_WORKING DATA_.
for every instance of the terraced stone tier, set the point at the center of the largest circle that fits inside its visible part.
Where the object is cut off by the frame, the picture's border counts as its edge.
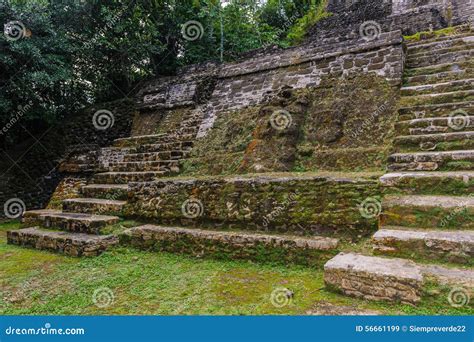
(439, 68)
(232, 245)
(156, 156)
(453, 141)
(374, 278)
(449, 86)
(126, 177)
(447, 212)
(142, 166)
(390, 279)
(433, 183)
(459, 45)
(72, 222)
(431, 161)
(93, 206)
(166, 146)
(106, 191)
(439, 77)
(438, 98)
(72, 244)
(434, 110)
(138, 140)
(434, 125)
(452, 246)
(440, 57)
(31, 217)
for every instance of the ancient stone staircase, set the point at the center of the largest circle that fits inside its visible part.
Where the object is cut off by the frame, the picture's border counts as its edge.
(76, 229)
(427, 223)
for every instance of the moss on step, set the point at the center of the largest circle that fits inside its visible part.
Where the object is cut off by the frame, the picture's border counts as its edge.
(445, 32)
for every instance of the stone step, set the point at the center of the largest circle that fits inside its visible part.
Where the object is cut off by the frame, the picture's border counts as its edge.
(439, 58)
(156, 156)
(453, 141)
(443, 46)
(171, 166)
(439, 68)
(106, 191)
(312, 251)
(72, 244)
(439, 77)
(73, 222)
(186, 130)
(434, 110)
(438, 98)
(429, 40)
(93, 206)
(458, 122)
(164, 147)
(431, 183)
(432, 161)
(375, 278)
(450, 86)
(422, 211)
(126, 177)
(449, 246)
(389, 279)
(138, 140)
(30, 217)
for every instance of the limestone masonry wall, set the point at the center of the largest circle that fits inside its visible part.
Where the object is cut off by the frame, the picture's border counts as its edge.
(334, 47)
(296, 204)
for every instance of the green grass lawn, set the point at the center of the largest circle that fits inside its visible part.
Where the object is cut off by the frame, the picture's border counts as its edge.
(36, 282)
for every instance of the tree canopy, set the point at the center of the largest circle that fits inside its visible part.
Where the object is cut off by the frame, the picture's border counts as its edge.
(57, 56)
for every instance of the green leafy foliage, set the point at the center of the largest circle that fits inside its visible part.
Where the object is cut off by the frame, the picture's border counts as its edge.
(72, 53)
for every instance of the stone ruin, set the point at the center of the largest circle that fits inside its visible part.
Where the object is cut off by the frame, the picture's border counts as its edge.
(358, 134)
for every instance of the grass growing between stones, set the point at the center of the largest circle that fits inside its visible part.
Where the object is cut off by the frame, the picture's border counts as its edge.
(37, 282)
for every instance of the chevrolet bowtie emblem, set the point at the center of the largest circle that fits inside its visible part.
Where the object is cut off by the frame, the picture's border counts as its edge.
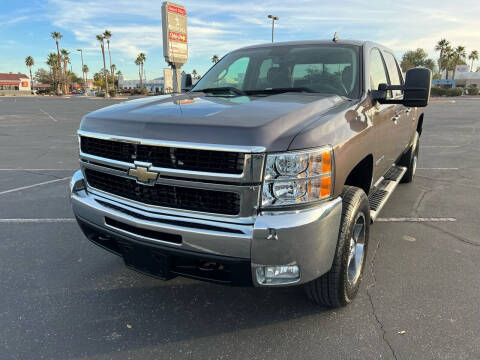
(142, 174)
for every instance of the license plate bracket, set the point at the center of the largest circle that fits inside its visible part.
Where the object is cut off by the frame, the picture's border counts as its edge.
(144, 260)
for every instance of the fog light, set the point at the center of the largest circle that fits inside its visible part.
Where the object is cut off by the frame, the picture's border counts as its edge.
(273, 275)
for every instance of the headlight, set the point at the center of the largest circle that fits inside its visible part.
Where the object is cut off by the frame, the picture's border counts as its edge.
(298, 177)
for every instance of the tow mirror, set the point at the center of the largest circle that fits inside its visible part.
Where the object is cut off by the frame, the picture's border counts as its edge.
(416, 91)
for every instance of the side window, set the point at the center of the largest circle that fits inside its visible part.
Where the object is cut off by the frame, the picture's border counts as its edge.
(377, 70)
(234, 75)
(393, 72)
(266, 65)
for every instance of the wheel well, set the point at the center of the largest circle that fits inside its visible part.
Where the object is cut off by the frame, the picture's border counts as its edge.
(361, 174)
(420, 125)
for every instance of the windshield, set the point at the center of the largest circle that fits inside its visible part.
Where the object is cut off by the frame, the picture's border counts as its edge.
(330, 69)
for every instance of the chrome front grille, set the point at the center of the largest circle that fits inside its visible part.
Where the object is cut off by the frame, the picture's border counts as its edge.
(166, 157)
(215, 180)
(172, 196)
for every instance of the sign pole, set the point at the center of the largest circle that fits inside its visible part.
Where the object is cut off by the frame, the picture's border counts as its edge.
(175, 45)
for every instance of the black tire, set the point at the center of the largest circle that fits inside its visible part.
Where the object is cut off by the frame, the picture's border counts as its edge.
(334, 289)
(410, 159)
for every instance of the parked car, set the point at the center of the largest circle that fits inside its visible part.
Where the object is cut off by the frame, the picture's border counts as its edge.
(268, 173)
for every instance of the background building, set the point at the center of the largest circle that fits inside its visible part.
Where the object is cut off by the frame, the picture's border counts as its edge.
(12, 84)
(163, 84)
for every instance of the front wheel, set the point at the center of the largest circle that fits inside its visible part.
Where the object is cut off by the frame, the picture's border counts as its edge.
(339, 286)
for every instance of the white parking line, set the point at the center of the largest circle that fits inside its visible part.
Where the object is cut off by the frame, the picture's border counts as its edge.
(416, 219)
(38, 169)
(437, 168)
(441, 146)
(23, 221)
(34, 185)
(50, 116)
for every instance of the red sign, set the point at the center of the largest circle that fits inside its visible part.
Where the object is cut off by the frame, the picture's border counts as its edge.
(177, 10)
(174, 36)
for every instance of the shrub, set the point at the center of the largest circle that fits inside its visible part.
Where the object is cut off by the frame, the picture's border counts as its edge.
(138, 91)
(438, 92)
(473, 91)
(455, 91)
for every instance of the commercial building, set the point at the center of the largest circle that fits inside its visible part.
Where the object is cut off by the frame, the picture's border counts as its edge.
(154, 85)
(12, 84)
(163, 84)
(463, 78)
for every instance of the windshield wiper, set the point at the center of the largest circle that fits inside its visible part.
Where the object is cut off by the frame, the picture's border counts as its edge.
(279, 90)
(221, 90)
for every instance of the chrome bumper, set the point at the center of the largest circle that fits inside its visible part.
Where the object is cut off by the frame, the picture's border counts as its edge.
(306, 238)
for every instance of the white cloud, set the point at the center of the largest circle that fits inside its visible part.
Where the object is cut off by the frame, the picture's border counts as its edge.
(217, 26)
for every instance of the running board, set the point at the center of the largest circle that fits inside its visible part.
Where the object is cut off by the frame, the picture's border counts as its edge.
(384, 189)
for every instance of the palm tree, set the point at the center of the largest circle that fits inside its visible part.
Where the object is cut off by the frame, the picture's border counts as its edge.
(107, 34)
(119, 73)
(85, 71)
(30, 62)
(100, 38)
(141, 58)
(473, 56)
(57, 36)
(52, 62)
(447, 59)
(459, 53)
(441, 46)
(66, 60)
(137, 62)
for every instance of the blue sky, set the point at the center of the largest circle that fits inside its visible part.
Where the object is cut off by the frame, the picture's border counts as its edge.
(217, 26)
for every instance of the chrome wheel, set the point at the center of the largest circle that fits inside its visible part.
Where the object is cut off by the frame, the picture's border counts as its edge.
(414, 163)
(356, 250)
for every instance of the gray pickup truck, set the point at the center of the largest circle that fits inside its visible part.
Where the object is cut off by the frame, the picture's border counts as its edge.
(268, 172)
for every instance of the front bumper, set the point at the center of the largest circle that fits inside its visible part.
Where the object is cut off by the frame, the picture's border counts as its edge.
(213, 249)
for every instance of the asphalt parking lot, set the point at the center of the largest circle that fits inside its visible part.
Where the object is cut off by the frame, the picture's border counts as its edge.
(63, 298)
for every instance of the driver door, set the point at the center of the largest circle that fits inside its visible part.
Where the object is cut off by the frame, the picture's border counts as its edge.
(383, 118)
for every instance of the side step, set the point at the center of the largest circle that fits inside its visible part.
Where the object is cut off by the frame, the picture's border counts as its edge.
(384, 189)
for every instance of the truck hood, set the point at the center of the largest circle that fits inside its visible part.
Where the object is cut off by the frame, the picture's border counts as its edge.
(268, 121)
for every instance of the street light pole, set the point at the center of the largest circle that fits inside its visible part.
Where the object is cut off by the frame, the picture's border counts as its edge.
(83, 74)
(273, 17)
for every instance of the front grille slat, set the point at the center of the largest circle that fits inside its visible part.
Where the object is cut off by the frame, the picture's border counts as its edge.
(178, 197)
(166, 157)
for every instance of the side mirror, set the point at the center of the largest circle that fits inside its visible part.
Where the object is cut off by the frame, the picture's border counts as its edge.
(186, 82)
(418, 82)
(416, 91)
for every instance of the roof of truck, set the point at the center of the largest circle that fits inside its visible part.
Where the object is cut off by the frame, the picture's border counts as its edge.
(317, 42)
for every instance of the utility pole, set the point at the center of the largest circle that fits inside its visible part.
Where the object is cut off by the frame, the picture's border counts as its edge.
(83, 74)
(273, 17)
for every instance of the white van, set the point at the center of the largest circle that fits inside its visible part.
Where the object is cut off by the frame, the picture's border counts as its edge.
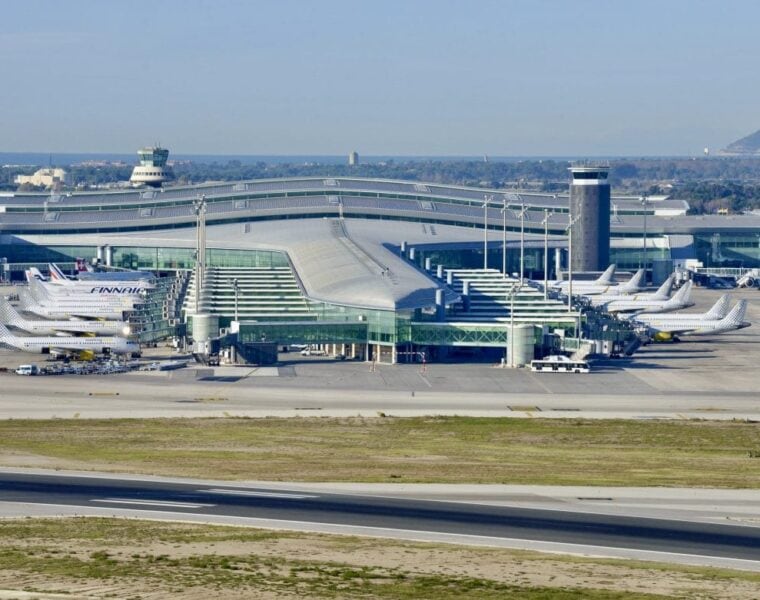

_WORK INSTRUCTION_.
The string "step" appears in some lines of the material. Report how many, and nothing more.

_ANSWER TO THE EXERCISE_.
3